A report by the National Institute of Standards & Technology (1993) on the National Information Infrastructure (NII) suggests:

The promise and vision of the NII is that all Americans will have access to a wealth of information in a number of arenas, from healthcare to history, from poetry to physics. In the next century the NII will be the means by which most Americans receive information, and the data, the imagery and the sounds it conveys will shape the very ideas of what culture is. . . .

President Clinton's Executive Order of September 15, 1993, defined the NII as "the integration of hardware, software, and skills that will make it easy and affordable to connect people with each other, with computers, and with a vast array of services and information resources" (Civille, Fidelman et al. 1993).

The Clinton Administration's vision of access to the NII must have seemed remote to the people of Taos and Northern New Mexico. Even as Internet usage skyrocketed across middle-class America, most Taoseños had never even heard of the Internet. Taos County is among the poorest regions of the country, with an average income of about $12,620 (Taylor, 1996). And with telephone coverage of only 65%, most Taoseños simply cannot afford personal computers and modems.

Items listed in a dataset
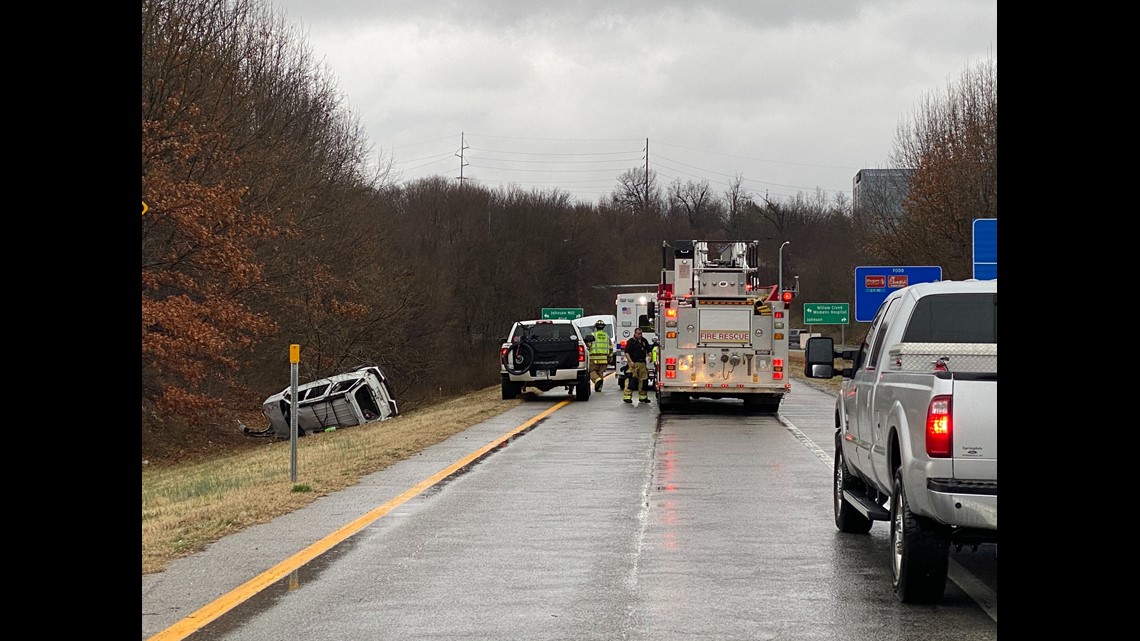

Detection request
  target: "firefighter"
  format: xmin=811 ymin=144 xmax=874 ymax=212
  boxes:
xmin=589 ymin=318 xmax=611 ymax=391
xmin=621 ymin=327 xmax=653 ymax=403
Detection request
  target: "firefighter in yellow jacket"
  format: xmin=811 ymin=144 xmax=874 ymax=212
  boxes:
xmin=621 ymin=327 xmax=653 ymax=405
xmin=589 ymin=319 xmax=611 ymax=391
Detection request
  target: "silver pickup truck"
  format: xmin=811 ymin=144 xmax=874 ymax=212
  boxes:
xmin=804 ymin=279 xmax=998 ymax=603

* * *

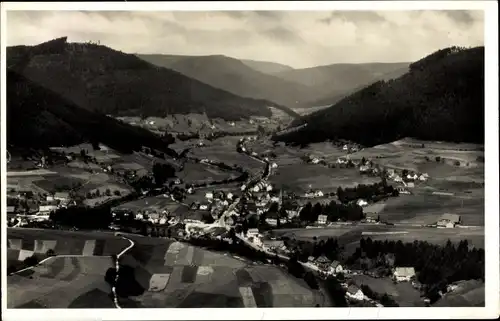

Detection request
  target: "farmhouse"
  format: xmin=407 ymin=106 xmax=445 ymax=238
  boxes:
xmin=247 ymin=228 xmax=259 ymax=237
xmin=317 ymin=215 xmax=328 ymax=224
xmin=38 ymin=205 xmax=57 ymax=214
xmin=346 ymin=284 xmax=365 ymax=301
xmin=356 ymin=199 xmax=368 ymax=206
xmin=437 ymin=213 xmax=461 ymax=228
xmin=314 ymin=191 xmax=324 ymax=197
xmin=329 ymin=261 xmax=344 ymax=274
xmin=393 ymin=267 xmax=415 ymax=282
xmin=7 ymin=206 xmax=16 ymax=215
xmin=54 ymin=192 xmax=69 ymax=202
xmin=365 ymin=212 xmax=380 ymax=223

==

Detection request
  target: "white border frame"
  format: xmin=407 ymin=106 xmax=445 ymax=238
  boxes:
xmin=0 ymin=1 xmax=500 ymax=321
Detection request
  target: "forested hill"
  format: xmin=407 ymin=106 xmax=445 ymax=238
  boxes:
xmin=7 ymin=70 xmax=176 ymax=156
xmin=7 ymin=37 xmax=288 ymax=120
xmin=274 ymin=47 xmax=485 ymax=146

To do
Please state the average income of Taos County given in the passage on the National Information Infrastructure.

Worked solution
About $12,620.